▶ **OPDRACHT 1**:
Welk bedrag aan huurprijsvermindering stelde FS voor volgens de uitspraak over huurkorting voor hotels?
▶ **OPDRACHT 2**:
Noem alle volledige datums met dag, maand en jaar die in de uitspraak over huurkorting voor hotels staan. Noem elke datum één keer.
▶ **OPDRACHT 3**:
Pak de uitspraak over huurkorting voor hotels weer op na de laatste zin en schrijf de tekst verder.

▶ **AANGELEVERD FRAGMENT**:

===============

ECLI:NL:RBAMS:2022:4582

Rechtbank Amsterdam

Datum uitspraak
18 augustus 2022
Publicatiedatum
4 augustus 2022
Zaaknummer
9410591 CV EXPL 21-12442
Instantie
Rechtbank Amsterdam
Type
Uitspraak
Rechtsgebied
Civiel recht
Procedures
  • Op tegenspraak
Vindplaatsen
  • Rechtspraak.nl
AI samenvatting door LexboostAutomatisch gegenereerd

Huurkorting voor hotels als gevolg van coronamaatregelen; toepassing van de vastelastenmethode

In deze huurzaak heeft de Rechtbank Amsterdam op 18 augustus 2022 uitspraak gedaan over de vordering van TVHG Budget Amsterdam II B.V. (hierna: TVHG) tegen FS NL Property 2 B.V. (hierna: FS) met betrekking tot huurkorting als gevolg van de coronamaatregelen. TVHG, exploitant van twee hotels in Amsterdam, verzocht om huurkorting vanwege de coronacrisis, waarbij de berekening van de huurkorting diende te geschieden volgens de vastelastenmethode, zoals eerder vastgesteld door de Hoge Raad in zijn arrest van 24 december 2021 (ECLI:NL:HR:2021:1974).

In het tussenvonnis van 21 april 2022 werd vastgesteld dat de coronamaatregelen een onvoorziene omstandigheid vormden, waardoor TVHG recht had op huurprijsvermindering. De kantonrechter oordeelde dat het nadeel, veroorzaakt door het wegblijven van publiek, gelijk tussen partijen moest worden verdeeld. TVHG presenteerde een berekening van de huurprijsvermindering van € 3.579.905 voor de periode van maart 2020 tot en met april 2022, terwijl FS een lager bedrag van € 3.465.124 voorstelde. De kantonrechter volgde de berekening van FS, omdat deze gebaseerd was op het totale omzetverlies van beide hotels, in plaats van per hotel.

===============

Opgeslagen regels:
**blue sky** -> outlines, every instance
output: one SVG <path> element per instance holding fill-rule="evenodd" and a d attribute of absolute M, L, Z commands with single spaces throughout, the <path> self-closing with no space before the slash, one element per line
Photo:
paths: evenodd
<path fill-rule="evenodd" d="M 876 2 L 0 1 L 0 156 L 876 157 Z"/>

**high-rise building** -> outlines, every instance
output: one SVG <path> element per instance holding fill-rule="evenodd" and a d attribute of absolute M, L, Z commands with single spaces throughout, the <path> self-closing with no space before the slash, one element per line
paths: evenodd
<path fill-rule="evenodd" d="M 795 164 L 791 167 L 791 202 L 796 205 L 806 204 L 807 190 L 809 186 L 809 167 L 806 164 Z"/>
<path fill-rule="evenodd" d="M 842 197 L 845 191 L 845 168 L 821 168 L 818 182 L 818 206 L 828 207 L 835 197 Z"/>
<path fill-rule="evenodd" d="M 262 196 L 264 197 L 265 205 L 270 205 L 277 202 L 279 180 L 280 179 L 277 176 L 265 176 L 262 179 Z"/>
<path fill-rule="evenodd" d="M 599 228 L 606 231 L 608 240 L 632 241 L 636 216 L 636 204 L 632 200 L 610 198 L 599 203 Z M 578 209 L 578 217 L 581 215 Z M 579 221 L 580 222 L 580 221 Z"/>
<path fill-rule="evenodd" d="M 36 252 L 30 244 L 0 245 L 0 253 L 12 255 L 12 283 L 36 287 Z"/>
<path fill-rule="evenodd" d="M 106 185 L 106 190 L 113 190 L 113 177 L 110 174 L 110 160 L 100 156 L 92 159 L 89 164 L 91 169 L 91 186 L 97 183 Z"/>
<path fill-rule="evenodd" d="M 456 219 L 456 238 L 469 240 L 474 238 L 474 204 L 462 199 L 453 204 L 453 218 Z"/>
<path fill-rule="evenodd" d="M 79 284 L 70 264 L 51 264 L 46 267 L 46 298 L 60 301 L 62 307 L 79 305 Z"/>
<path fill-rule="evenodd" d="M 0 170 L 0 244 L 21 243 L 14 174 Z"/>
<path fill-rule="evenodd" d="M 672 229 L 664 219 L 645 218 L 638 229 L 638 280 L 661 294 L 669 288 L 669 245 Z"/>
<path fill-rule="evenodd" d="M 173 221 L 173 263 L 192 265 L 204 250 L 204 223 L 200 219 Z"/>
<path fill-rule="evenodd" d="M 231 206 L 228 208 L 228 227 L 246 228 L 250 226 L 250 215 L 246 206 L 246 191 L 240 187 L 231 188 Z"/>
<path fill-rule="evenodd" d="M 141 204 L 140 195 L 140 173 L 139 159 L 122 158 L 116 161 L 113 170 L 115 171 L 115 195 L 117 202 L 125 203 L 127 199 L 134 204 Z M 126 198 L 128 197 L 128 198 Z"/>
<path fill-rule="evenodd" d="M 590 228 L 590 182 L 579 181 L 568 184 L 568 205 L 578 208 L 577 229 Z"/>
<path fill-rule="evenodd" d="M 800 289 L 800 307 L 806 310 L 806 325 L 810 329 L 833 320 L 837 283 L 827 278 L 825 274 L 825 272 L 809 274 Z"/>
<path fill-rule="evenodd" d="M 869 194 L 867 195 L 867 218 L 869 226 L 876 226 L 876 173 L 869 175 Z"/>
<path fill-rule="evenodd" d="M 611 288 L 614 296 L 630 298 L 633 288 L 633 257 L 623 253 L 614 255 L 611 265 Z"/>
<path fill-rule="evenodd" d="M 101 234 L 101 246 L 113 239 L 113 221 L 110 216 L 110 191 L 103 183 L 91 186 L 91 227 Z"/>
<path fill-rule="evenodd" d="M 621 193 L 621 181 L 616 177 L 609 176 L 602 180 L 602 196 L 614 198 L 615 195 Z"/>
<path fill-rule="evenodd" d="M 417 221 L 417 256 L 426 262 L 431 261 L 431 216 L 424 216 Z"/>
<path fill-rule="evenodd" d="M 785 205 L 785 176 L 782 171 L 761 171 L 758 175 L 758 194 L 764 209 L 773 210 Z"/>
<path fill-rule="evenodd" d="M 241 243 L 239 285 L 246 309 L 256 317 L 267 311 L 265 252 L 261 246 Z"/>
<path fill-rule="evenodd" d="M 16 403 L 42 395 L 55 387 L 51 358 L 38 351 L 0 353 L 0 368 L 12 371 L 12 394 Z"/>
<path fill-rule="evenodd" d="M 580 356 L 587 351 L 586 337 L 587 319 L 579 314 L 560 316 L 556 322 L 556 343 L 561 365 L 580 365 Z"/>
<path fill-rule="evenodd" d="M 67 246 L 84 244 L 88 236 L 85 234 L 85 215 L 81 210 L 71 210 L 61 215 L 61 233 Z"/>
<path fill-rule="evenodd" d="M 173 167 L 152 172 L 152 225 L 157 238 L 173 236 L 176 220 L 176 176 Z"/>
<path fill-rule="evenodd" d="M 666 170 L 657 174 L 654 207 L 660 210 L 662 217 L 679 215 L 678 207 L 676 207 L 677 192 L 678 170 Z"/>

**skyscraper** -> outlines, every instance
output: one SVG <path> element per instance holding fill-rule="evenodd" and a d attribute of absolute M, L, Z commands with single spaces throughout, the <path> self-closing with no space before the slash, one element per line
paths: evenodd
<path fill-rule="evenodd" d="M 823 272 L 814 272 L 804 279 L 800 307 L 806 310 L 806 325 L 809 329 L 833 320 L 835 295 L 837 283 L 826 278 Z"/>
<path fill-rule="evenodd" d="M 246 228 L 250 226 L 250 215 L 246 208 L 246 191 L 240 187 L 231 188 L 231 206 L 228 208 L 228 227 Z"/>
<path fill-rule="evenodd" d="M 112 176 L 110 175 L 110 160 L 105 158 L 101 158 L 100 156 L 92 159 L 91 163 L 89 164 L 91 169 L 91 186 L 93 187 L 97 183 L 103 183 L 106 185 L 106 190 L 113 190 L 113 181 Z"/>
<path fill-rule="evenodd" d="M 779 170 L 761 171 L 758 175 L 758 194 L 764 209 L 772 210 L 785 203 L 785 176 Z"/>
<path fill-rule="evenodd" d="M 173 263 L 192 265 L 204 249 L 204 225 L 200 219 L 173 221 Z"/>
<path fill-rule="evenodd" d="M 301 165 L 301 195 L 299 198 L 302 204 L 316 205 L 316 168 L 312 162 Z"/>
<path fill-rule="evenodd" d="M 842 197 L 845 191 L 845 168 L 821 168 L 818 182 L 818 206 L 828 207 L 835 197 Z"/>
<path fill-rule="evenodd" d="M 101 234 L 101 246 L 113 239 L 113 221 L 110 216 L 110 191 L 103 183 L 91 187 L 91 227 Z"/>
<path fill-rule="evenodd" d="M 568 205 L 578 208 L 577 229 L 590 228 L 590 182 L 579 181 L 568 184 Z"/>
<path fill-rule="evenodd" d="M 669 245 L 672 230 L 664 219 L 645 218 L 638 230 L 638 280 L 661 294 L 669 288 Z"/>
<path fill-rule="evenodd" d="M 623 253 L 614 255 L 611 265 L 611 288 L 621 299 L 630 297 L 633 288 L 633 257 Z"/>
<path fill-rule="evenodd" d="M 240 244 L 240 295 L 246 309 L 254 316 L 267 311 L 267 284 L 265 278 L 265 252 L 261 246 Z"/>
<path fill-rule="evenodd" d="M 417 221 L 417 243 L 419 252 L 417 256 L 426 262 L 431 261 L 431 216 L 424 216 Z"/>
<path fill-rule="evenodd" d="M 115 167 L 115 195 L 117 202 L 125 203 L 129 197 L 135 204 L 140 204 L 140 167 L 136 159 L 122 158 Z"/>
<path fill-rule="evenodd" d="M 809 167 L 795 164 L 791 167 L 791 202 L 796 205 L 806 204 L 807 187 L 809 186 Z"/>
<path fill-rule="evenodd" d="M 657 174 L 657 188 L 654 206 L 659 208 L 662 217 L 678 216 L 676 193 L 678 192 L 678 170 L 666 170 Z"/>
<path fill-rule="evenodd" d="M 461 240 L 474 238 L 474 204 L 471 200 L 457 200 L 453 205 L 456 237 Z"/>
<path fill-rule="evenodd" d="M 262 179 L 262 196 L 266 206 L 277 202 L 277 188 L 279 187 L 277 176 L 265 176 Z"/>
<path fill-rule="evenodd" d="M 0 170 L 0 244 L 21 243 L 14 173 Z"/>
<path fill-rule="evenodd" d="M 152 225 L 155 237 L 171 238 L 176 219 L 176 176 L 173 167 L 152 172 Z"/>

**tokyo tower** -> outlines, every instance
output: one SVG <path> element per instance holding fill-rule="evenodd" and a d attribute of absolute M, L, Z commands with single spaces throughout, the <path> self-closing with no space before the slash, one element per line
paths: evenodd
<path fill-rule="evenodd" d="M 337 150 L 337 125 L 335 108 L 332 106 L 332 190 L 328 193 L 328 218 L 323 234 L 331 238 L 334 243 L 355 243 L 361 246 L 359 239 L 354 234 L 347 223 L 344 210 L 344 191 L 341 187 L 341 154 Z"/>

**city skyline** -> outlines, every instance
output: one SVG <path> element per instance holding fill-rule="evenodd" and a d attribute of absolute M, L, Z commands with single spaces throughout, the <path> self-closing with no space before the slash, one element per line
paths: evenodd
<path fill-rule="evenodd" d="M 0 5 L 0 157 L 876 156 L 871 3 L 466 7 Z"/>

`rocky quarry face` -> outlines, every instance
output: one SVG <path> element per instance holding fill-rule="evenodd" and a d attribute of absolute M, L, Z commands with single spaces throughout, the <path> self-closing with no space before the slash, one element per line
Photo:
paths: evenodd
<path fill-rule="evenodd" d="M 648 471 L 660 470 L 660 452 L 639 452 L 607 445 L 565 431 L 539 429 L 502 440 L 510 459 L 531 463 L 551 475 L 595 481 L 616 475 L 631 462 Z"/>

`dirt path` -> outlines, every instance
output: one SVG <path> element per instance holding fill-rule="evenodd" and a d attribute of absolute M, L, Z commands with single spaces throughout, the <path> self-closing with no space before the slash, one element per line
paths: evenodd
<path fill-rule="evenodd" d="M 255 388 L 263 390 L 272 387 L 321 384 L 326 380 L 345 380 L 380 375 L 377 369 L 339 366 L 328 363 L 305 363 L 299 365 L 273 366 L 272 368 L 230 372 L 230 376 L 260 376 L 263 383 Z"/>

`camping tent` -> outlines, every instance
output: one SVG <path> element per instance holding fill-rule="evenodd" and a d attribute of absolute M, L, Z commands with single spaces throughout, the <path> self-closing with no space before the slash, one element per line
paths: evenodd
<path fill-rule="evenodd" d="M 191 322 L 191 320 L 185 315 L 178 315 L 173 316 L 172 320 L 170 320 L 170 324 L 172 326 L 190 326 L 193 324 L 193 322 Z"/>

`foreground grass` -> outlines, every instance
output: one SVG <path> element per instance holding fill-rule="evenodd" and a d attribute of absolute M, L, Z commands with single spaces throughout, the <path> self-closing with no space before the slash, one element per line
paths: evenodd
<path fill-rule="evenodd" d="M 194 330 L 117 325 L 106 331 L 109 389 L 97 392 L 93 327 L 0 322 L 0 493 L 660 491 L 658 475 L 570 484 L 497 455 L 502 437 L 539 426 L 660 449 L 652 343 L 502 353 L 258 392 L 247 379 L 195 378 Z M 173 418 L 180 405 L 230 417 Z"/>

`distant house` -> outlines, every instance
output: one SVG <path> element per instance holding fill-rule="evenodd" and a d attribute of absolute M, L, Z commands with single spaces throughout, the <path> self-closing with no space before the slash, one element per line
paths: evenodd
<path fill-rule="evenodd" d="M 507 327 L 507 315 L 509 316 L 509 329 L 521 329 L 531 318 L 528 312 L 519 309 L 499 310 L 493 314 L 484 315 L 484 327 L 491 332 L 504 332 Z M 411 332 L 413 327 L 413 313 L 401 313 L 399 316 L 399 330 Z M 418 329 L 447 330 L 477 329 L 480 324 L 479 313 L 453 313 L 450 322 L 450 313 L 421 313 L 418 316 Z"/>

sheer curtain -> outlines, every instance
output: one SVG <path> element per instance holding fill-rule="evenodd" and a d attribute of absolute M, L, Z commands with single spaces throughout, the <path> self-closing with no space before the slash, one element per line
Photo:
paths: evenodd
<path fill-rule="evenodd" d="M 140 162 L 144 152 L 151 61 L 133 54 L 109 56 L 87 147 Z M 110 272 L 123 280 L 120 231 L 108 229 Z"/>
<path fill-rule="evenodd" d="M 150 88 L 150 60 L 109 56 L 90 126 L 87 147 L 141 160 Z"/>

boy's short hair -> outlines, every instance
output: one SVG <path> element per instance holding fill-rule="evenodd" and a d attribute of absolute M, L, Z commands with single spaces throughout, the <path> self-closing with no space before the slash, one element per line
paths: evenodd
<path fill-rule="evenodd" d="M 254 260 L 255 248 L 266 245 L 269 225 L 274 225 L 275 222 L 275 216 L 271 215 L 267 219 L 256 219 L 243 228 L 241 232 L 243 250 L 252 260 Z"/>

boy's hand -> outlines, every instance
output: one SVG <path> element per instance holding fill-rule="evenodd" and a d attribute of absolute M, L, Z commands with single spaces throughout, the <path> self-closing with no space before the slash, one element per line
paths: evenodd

===============

▶ **VERWACHT ANTWOORD 1**:
€ 3.465.124

▶ **VERWACHT ANTWOORD 2**:
18 augustus 2022, 4 augustus 2022, 24 december 2021, 21 april 2022

▶ **VERWACHT ANTWOORD 3**:
De kantonrechter oordeelde verder dat de Tegemoetkoming Vaste Lasten (TVL) op basis van het aantal kamers per hotel moest worden verdeeld en dat TVHG niet verplicht was om een claim in te dienen bij haar verzekeraar voor schade door de coronamaatregelen. Uiteindelijk werd FS veroordeeld tot betaling van € 3.465.124 aan TVHG, vermeerderd met wettelijke rente, en werden de proceskosten gecompenseerd. Dit vonnis benadrukt de impact van de coronamaatregelen op de hotelbranche en de noodzaak voor een eerlijke verdeling van de huurprijsvermindering.

Uitspraak

vonnis

RECHTBANK AMSTERDAM

Afdeling privaatrecht
zaaknummer: 9410591 CV EXPL 21-12442
vonnis van: 18 augustus 2022
fno.: 842

vonnis van de kantonrechter

i n z a k e
de besloten vennootschap met beperkte aansprakelijkheid
TVHG Budget Amsterdam II B.V.
gevestigd te Amsterdam
eiseres
nader te noemen: TVHG
gemachtigde: mr. B.D.A. Zwart
t e g e n
de besloten vennootschap met beperkte aansprakelijkheid
FS NL Property 2 B.V.
gevestigd te Amsterdam
gedaagde
nader te noemen: FS
gemachtigde: mr. D.A.W. van Dijk.

VERDER VERLOOP VAN DE PROCEDURE

Op 21 april 2022 is een tussenvonnis gewezen, waarin aan partijen de gelegenheid is gegeven om aktes te nemen. TVHG heeft een akte genomen, met een productie, en FS een antwoordakte. Vervolgens is vonnis bepaald op heden.

GRONDEN VAN DE BESLISSING

1. In het tussenvonnis van 21 april 2022 is overwogen dat de gevolgen van de overheidsmaatregelen in verband met de coronapandemie tussen partijen een onvoorziene omstandigheid vormen als bedoeld in artikel 6:258 BW. Verder is bepaald dat TVHG aanspraak kan maken op vermindering van de huurprijs en dat het nadeel, veroorzaakt door het wegblijven van publiek als gevolg van de overheidsmaatregelen gelijk tussen partijen moet worden verdeeld. De vermindering van de huurprijs moet worden berekend overeenkomstig de zogenoemde vastelastenmethode van de Hoge Raad (zie HR 24 december 2021, ECLI:NL:HR:2021:1974), met de beschreven berekeningsstappen. De lagere omzet in de perioden waarin het nadeel zich heeft voorgedaan moet worden vergeleken met de omzet kort voor de maand maart 2020.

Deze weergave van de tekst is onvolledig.